Reproduce the entries exactly.
— Begin SUPPLIED RECORDS —
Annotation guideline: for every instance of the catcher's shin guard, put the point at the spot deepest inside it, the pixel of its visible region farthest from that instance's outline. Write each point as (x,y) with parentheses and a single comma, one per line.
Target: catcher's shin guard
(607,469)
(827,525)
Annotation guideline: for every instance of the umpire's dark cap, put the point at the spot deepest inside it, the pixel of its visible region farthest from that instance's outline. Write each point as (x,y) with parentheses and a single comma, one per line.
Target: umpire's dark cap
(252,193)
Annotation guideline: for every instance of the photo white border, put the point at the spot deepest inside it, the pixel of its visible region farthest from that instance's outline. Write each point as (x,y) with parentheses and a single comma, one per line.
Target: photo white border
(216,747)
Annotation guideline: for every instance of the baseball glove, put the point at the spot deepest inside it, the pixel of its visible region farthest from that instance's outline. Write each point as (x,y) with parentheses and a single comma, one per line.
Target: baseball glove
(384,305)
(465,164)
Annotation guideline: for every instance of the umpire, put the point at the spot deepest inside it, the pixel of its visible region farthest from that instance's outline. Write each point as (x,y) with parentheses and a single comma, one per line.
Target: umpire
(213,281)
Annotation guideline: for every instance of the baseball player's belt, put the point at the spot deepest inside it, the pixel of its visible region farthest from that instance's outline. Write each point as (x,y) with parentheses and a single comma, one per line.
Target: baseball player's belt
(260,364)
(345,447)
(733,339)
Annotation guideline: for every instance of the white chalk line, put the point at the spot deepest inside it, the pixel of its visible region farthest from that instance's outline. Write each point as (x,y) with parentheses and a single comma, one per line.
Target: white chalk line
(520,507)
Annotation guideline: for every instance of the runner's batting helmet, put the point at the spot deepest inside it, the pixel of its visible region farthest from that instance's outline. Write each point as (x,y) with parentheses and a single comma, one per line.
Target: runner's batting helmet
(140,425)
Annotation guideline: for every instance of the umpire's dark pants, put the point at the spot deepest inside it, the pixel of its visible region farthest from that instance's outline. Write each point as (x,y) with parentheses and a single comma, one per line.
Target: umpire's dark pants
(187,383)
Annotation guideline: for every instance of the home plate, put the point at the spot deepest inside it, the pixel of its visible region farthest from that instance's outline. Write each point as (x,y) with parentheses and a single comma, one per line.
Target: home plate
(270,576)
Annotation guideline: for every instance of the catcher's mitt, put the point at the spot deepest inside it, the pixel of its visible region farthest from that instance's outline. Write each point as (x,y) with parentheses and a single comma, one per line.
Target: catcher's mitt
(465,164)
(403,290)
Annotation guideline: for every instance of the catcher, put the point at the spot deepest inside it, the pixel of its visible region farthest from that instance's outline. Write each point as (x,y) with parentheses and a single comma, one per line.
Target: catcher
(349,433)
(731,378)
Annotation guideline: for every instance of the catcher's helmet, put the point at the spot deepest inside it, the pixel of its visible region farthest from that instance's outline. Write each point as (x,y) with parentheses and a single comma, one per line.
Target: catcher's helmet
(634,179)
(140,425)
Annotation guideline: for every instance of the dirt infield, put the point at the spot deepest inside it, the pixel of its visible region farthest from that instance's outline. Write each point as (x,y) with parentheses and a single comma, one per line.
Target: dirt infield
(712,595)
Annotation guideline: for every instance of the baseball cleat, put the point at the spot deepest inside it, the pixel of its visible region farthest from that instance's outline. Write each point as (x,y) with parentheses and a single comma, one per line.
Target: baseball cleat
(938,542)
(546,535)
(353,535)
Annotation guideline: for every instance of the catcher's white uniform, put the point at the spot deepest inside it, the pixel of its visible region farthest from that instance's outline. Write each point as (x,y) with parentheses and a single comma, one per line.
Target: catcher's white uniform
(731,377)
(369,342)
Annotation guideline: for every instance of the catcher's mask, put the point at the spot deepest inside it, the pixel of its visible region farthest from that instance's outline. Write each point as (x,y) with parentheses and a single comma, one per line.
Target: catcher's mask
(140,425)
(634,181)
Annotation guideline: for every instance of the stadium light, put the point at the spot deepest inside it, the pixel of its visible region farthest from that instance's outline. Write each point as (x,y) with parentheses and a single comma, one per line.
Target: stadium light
— End SUPPLIED RECORDS —
- [FINAL ANSWER]
Annotation guideline: for every instance of the catcher's shin guard, put the point at the spot deepest inside it, the pixel of its visible region farthest from that instance's outline. Write each point as (x,y) with parentheses and a single comma, one per line.
Target: catcher's shin guard
(607,469)
(827,525)
Annotation guideline: for every instance of the umpire's dark cap, put the point at the spot deepest inside it, the pixel of its visible region farthest from that instance's outline. Write each point as (x,y) with parentheses and a single comma, one per line.
Target: umpire's dark cap
(252,193)
Annotation guideline: for every instance of the photo white border, put the point at the spot deepest inside it, the pixel of its visible region farthest from that instance's outline. Write each point as (x,y) with parentheses and a single comma, one per line.
Target: photo white border
(216,747)
Annotation guideline: for every instance of the baseball glove, put the point at the spot deepest inside it, the pixel of its visible region farthest from that instance's outline. Write each point as (x,y) with parentheses and a single comma, one per line.
Target: baseball glove
(384,305)
(465,164)
Annotation guideline: for every instance of the umpire, put the point at the spot deepest inside it, the pixel of its visible region farthest from that instance's outline. Write each point as (x,y) with parentheses and a single comma, one per line.
Target: umpire
(213,281)
Annotation guideline: for every instance of the baseball player's belt, put the point at the spot deepest inside it, the pixel of its visible region farthest from that instance's outline. Write each point as (x,y) with parentheses and a single comma, one per line.
Target: baseball player's belt
(260,364)
(345,447)
(733,339)
Annotation guideline: for every instance of the white chalk line, put the point at the spot deepest inside it, the pixel of its visible region farthest from that instance's outline. Write each point as (x,y) with parentheses and a single comma, one per line.
Target: white chalk line
(520,507)
Annotation guideline: for every instance of the runner's batting helmet, put the point at the spot deepest inside it, the pixel of its visible region farthest from that instance's outline. Write each point as (x,y) with parentheses and a single comma, one per line.
Target: runner's batting helmet
(140,425)
Annotation guideline: for every instance of the umpire's dark pants, put the point at the spot deepest inside it, the pixel of its visible region farthest from that instance's outline. Write each point as (x,y) with parentheses and a single comma, one per line.
Target: umpire's dark pants
(187,383)
Annotation guideline: for every instance of the home plate, put the point at the spot deepest inside it, the pixel of its visible region farthest from that instance's outline. Write each point as (x,y) with parentheses and a single comma, one per line.
Target: home plate
(270,576)
Annotation guideline: for every instance of the catcher's mitt, put the point at the spot deepest inside it, the pixel of its visible region farthest from that instance's outline. Write each point as (x,y) with parentheses and a single comma, one per line.
Target: catcher's mitt
(465,164)
(403,290)
Annotation guideline: for every instance of the catcher, put the point at the spot deepest inside it, the pixel of its visible region farthest from that instance's outline. Write each point as (x,y) with parentheses and a single comma, one per line.
Target: catcher
(349,433)
(731,378)
Annotation guideline: for every instance of the catcher's helmet, put the point at the spot deepest inside it, the pixel of its visible region farthest from that instance's outline. Write each point as (x,y) with parentheses and a single comma, one per line.
Target: catcher's helmet
(634,179)
(140,425)
Annotation guideline: for every instance of the dirt infield, put the point at the spot deepest inside it, the pixel of its visible region farthest from that instance's outline. Write each point as (x,y) with parentheses and a single comma, one per line.
Target: dirt infield
(712,595)
Annotation guideline: for every instance of the baseball cleat, put the point at the spot deepest inside it, the pixel of its visible region farthest from that instance's outline. Write each point as (x,y) with parentheses and a single comma, one per line.
Target: baseball cleat
(938,542)
(546,535)
(353,535)
Annotation guideline: for every instance of the catcher's white uniform, put the point at the spot deepest inside it, the pixel of its visible region farthest from that instance's outline. Write each point as (x,y) with parentheses and a single comma, one per line.
Target: catcher's white uniform
(731,377)
(369,342)
Annotation guideline: for every instance of the catcher's mask, put the point at the spot deepest inside it, the pixel of its visible region farthest from that instance's outline. Write each point as (x,y) with parentheses and a single comma, one per line.
Target: catcher's mask
(140,425)
(634,181)
Annotation guideline: for every instance of the stadium light, put the point at the spot deepest inside it, the pixel of its visible region farthest from that instance's outline. Write each point as (x,y) with parentheses and a single comma, one per line.
Target: stadium light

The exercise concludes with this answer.